Text block>
------

But how to you justify a tool to make the compliance process more efficient? Get our your stop watch and start tracking the time it takes you to prepare for these audits. Odds are you know how long it took to get ready for your last audit, the auditor is going to continue looking over your shoulder – asking for more documentation on policies, processes, controls and changes.

The business case is based on the fact that the amount of time it takes to prepare for the audit is going to continue going up and you need automation to keep those costs under control. Whether the audit preparation budget gets allocated for people or tools shouldn’t matter. So you pay for SIEM/Log Management with the compliance budget, but the value accrues to both the security function and streamlines operations. Sounds like a win/win to us.

Operational Efficiency

Our next use case is about improving efficiency and this is relatively straightforward to justify. If you look back at the past few years, the perimeter defenses of your organization have expanded significantly. This perimeter sprawl is due to purpose-built devices being implemented to address specific attack vectors. Think email gateway, web filter, SSL VPN, application aware firewall, web application firewall, etc. All of which have a legitimate place in a strong perimeter. Specifically each device requires management to set policies, monitor activity, and act on potential attacks. The system itself requires time to learn, time to manage, and time to update. which requires people and additional people aren’t really in the spending plan nowadays.

Operational efficiency means less time managing while accomplishing the security checklist items you are supposedly responsible for. There is clearly a cost to having analysts gather data from numerous security consoles and having to do analysis and correlation in their own heads. Automating much of this analysis clearly increases the efficiency of the folks you already have.

------

From the text on security spending, copy word for word the part that begins with the words containing "But how to you" and ends with "win/win to us.".

------

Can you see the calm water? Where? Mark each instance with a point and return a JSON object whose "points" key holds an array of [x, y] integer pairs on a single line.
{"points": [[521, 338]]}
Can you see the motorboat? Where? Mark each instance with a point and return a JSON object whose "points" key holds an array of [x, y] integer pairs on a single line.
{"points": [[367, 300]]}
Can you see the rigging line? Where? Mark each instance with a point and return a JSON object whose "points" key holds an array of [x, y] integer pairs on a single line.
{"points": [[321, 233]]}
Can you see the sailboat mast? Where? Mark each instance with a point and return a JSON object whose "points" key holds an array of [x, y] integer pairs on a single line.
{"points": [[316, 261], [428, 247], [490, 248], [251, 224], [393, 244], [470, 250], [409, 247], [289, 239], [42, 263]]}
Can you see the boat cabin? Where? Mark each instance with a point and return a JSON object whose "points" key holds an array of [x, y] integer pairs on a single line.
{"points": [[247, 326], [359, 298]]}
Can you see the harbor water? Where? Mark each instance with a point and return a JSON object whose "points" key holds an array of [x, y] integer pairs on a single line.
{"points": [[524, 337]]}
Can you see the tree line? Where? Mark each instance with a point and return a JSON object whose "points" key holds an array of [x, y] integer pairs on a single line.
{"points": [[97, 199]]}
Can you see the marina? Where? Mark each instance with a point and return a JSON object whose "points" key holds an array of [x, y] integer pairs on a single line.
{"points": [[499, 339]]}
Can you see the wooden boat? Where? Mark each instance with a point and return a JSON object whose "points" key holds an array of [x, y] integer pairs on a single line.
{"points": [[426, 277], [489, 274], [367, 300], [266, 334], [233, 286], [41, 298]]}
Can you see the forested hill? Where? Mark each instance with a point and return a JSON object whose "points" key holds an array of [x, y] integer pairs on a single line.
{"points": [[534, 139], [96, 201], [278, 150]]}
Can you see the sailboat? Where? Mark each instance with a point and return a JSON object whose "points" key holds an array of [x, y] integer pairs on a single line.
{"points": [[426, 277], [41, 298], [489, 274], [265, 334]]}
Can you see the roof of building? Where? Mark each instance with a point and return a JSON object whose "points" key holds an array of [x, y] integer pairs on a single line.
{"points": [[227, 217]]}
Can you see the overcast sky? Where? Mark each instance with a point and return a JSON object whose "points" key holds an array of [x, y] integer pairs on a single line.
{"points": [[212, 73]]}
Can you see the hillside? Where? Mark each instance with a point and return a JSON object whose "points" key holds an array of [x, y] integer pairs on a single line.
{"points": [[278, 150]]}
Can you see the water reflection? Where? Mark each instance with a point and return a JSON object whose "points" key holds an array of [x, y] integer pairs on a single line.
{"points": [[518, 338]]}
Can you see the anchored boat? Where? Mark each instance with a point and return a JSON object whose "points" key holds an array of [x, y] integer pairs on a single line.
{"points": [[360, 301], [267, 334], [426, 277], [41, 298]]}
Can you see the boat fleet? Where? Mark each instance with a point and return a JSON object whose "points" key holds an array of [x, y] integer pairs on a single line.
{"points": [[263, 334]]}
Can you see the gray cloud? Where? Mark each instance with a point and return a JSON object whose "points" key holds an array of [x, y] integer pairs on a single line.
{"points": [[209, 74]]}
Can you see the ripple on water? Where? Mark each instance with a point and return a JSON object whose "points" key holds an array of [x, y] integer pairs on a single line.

------

Solution below>
But how to you justify a tool to make the compliance process more efficient? Get our your stop watch and start tracking the time it takes you to prepare for these audits. Odds are you know how long it took to get ready for your last audit, the auditor is going to continue looking over your shoulder – asking for more documentation on policies, processes, controls and changes.

The business case is based on the fact that the amount of time it takes to prepare for the audit is going to continue going up and you need automation to keep those costs under control. Whether the audit preparation budget gets allocated for people or tools shouldn’t matter. So you pay for SIEM/Log Management with the compliance budget, but the value accrues to both the security function and streamlines operations. Sounds like a win/win to us.